■ Exercise passage:
◇ ◇ ◇

The deponent goes further and submits that the failure of the legal practitioner moving the order to invite the attention of the court to the defects amounts to improper conduct and should be reported to his/her professional body. Later in the papers the respondent insists on the name of the practitioner being disclosed and even asks for an order for costs de bonis propriis against the applicant’s legal team. I prefer not to go into the details of the correspondence that was later exchanged between the attorneys on this topic. It is not clear on what basis this order is sought, i.e. whether the respondent intended that the matter be argued as an appeal or otherwise. No information is available about the events at hearing of the application and the respondent did not provide a transcript of the recorded proceedings. It is therefore by no means clear that the court hearing the application was unaware of the defective service on the employees and their unions. In my experience the first thing that a judge checks in preparing the roll for the unopposed motion court, is whether there has been proper service on all parties concerned. It is therefore likely that the court hearing the matter would have debated the defective service with counsel appearing for the applicant and may have been persuaded to condone whatever defects there may have been. If a court considered the service and decided to condone any defects, the order stands until it is set aside on appeal.
The respondent submits that the letter of demand and subsequent application constitute an abuse of the process, because the applicant was aware that the respondent is well able to meet its commitments in the ordinary course of business. According to the respondent this is evidenced by the fact that the applicant is continuing to sell goods to the respondent on a COD basis, which implies that the respondent is able to pay for its purchases. The running up of “enormous costs” in launching the application is described as “...simply a stratagem ... to obtain payment of its claim sooner rather than later and to bypass the ordinary court process by holding a proverbial gun to the respondent’s head.” The respondent advances this alleged improper conduct as justification for a punitive cost order against the applicant. I have referred above to the respondent’s argument about the COD payments and will come back to the running up of costs later in this judgment.

◇ ◇ ◇

■ Provided data:
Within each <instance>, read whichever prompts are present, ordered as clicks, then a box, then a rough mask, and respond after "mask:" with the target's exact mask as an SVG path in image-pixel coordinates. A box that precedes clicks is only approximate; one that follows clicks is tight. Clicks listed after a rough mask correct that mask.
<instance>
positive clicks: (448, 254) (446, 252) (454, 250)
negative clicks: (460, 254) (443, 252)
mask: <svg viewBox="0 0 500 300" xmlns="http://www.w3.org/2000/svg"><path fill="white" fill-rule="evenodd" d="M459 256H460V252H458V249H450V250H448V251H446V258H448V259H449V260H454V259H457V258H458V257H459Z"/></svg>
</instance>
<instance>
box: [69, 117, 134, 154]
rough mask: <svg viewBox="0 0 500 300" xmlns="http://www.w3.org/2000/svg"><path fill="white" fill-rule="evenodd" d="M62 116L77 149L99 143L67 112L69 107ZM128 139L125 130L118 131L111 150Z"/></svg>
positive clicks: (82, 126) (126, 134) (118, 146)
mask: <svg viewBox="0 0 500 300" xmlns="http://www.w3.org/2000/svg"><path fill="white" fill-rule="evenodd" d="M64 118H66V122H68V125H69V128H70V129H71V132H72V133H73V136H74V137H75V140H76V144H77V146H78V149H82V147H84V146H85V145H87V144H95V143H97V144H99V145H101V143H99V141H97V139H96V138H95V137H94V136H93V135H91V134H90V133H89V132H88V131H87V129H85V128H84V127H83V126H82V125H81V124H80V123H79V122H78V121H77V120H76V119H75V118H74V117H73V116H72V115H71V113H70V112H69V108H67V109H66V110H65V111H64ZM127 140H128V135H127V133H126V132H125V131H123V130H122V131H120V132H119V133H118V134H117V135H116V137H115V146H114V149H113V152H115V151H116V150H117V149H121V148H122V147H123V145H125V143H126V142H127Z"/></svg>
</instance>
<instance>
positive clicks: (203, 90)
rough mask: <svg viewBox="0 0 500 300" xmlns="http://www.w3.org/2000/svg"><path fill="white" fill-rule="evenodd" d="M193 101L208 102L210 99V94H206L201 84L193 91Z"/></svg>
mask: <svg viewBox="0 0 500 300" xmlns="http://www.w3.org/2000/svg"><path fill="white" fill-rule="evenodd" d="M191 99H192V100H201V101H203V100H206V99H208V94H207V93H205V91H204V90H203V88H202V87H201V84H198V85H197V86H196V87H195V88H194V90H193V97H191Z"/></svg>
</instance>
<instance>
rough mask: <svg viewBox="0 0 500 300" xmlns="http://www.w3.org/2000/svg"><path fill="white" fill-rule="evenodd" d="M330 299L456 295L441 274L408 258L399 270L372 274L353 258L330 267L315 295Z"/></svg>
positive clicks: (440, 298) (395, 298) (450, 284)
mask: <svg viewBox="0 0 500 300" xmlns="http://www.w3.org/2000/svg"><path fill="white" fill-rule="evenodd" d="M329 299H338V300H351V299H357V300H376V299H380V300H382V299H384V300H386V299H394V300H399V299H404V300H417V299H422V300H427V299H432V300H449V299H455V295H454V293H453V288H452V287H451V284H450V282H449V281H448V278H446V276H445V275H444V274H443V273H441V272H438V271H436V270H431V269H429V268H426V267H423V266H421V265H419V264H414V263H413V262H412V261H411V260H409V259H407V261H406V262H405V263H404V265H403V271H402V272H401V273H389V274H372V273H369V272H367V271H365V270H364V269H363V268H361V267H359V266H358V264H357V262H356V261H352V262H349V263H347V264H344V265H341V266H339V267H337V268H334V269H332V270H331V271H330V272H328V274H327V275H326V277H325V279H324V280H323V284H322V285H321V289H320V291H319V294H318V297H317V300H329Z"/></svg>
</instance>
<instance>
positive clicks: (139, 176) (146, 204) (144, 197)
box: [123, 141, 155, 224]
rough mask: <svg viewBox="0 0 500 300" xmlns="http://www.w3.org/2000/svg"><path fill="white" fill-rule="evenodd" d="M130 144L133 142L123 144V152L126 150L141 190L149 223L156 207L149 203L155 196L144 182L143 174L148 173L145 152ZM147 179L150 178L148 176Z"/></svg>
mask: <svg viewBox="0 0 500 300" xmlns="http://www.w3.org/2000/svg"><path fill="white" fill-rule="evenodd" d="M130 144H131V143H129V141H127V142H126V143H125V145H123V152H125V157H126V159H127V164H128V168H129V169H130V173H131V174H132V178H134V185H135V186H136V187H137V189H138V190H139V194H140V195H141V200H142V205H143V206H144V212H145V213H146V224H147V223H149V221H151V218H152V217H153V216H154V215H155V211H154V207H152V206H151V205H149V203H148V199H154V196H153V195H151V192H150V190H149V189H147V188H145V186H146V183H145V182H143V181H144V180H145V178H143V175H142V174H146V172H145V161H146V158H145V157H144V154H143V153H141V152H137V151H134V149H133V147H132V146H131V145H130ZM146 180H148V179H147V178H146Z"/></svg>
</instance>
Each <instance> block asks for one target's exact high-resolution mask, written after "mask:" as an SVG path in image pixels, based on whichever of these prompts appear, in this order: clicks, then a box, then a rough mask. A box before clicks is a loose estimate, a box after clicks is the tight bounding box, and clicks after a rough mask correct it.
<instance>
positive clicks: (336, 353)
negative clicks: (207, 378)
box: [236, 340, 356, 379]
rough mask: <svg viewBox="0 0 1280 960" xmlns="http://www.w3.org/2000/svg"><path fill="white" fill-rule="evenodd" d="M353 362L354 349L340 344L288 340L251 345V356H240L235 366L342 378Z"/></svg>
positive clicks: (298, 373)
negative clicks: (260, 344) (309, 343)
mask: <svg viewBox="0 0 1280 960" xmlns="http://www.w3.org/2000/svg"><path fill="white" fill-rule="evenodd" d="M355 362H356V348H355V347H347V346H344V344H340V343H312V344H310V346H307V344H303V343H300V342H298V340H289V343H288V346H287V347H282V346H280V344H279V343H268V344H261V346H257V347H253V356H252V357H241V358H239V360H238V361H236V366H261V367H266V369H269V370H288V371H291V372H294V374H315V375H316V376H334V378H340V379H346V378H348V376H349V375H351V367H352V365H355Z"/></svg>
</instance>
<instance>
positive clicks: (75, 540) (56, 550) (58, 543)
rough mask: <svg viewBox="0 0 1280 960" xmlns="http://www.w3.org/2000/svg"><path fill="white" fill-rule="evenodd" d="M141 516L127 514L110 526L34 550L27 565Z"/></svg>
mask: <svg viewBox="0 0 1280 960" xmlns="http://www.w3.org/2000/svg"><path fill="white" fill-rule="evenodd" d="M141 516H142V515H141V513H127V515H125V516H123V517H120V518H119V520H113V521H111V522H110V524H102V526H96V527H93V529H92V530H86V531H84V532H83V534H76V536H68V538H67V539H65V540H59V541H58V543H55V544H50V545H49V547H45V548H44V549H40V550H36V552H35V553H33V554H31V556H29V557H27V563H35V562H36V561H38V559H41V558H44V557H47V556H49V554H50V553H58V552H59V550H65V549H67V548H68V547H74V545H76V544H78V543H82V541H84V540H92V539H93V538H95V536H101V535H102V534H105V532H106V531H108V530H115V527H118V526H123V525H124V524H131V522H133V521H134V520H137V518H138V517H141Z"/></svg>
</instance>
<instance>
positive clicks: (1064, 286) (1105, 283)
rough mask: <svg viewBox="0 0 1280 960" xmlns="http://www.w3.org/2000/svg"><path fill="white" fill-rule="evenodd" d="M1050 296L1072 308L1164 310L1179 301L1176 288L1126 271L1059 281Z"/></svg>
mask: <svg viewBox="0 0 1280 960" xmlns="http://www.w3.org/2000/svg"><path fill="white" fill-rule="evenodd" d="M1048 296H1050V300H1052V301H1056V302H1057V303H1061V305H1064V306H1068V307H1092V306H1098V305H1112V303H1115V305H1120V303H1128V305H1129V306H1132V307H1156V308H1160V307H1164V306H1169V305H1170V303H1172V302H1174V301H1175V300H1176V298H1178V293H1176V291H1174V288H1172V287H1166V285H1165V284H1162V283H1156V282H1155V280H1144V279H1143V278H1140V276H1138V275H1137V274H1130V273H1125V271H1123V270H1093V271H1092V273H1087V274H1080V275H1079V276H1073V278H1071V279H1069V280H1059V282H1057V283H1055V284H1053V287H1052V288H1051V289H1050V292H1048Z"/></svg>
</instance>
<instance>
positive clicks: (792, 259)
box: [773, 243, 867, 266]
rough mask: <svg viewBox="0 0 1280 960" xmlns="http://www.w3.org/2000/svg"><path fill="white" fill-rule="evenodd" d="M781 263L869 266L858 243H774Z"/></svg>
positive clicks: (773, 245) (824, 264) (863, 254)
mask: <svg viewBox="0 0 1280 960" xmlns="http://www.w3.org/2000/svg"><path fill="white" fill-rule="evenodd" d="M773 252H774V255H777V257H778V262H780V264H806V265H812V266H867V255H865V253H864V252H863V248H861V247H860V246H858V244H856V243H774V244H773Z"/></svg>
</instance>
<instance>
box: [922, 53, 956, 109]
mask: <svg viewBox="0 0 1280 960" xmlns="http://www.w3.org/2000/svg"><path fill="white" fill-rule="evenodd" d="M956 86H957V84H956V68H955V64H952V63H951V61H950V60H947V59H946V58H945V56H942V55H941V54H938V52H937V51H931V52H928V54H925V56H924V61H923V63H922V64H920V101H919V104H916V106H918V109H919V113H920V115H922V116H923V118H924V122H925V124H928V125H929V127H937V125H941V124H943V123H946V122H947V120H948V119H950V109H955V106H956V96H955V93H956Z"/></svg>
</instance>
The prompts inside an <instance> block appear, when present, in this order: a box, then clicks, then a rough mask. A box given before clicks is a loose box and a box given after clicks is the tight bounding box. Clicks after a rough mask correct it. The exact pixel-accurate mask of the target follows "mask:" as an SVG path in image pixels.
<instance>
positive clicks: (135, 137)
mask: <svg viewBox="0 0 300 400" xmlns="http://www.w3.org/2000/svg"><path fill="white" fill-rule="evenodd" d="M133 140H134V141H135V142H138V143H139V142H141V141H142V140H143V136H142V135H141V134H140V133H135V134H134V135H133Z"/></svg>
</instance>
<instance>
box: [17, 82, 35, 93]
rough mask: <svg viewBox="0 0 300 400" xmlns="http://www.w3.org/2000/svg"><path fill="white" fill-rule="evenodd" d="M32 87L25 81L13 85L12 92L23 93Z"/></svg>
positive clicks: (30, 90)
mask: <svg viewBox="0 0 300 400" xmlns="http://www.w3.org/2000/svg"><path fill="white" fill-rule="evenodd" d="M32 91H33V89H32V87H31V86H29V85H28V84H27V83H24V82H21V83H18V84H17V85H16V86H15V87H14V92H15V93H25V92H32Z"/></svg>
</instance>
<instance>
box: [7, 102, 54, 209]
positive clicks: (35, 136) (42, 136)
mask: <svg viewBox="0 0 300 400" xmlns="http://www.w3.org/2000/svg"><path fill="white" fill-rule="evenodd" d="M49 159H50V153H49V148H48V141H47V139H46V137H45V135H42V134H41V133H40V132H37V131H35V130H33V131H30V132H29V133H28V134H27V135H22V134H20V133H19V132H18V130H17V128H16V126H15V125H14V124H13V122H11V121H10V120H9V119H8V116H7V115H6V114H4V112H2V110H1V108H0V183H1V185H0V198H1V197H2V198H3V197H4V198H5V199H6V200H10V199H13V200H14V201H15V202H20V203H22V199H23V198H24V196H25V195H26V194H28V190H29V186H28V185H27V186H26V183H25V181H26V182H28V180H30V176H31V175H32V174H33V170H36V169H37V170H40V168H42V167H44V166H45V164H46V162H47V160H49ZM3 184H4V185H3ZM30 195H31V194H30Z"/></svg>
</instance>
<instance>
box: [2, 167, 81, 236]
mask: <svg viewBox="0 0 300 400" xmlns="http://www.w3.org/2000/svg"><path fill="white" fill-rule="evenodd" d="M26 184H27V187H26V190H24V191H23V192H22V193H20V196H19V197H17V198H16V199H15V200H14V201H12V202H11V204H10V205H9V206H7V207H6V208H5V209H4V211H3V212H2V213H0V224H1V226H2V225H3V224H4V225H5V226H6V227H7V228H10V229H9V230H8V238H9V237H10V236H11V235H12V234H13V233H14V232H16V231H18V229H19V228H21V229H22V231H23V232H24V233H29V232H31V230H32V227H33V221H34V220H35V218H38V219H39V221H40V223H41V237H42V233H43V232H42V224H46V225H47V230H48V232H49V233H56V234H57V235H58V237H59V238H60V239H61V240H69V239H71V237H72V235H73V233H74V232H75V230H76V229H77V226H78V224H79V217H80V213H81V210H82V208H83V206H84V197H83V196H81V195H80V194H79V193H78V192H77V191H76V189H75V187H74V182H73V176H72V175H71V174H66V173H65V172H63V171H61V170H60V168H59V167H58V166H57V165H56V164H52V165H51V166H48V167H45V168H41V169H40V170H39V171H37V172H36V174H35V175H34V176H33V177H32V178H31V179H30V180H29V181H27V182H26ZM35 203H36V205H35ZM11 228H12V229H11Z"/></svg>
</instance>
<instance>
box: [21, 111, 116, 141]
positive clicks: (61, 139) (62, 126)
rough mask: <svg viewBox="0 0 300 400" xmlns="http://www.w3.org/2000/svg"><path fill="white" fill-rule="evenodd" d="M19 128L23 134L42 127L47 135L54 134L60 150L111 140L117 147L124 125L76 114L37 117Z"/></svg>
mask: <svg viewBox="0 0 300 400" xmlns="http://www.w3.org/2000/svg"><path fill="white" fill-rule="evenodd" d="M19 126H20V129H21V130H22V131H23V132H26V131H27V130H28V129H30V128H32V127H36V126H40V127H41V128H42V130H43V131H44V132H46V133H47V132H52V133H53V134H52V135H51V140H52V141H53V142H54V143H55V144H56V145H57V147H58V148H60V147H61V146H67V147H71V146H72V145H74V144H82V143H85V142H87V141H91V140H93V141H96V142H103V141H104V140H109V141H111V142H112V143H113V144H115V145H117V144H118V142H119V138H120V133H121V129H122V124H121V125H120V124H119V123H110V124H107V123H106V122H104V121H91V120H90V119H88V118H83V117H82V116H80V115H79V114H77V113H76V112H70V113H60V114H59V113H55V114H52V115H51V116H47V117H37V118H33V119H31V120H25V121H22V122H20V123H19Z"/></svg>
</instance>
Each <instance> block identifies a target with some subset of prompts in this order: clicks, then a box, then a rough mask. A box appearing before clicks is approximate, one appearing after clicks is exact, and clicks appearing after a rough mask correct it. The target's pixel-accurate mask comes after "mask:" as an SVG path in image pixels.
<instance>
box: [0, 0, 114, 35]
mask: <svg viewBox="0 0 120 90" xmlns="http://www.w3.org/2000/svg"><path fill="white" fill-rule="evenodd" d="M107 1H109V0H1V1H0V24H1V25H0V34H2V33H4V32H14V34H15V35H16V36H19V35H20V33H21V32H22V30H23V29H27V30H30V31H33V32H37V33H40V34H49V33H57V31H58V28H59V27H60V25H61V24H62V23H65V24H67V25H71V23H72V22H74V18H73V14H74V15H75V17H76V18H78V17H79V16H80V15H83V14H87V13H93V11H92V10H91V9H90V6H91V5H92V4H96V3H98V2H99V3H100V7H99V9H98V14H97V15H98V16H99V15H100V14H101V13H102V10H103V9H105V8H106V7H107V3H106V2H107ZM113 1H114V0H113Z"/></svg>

◇ ◇ ◇

Continue the court judgment, picking up after its final sentence. The listing has no connection to the court judgment.

The following defences are raised on the merits of the application:
1. The respondent has a counterclaim for several million Rand arising from the unlawful competition mentioned above. Although the applicant pointed out the absence of any correspondence dealing with this aspect, the respondent did not deal with it in its further affidavit.
2. The claim for R 192 00 on which the applicant relies would have been “substantially reduced” by way of the payments made in terms of their C.O.D. arrangement and which the applicant failed to credit to the trading account. It is not explained how the respondent’s total indebtedness, be it in terms of a trading or some other account, would be reduced by C.O.D. purchases unless there were additional payments, of which no mention is made. If the respondent’s oldest debt were to be extinguished by the payment for a fresh C.O.D. purchase, a fresh debt for exactly the same amount would be added to the total indebtedness, making no difference at all to the amount owing.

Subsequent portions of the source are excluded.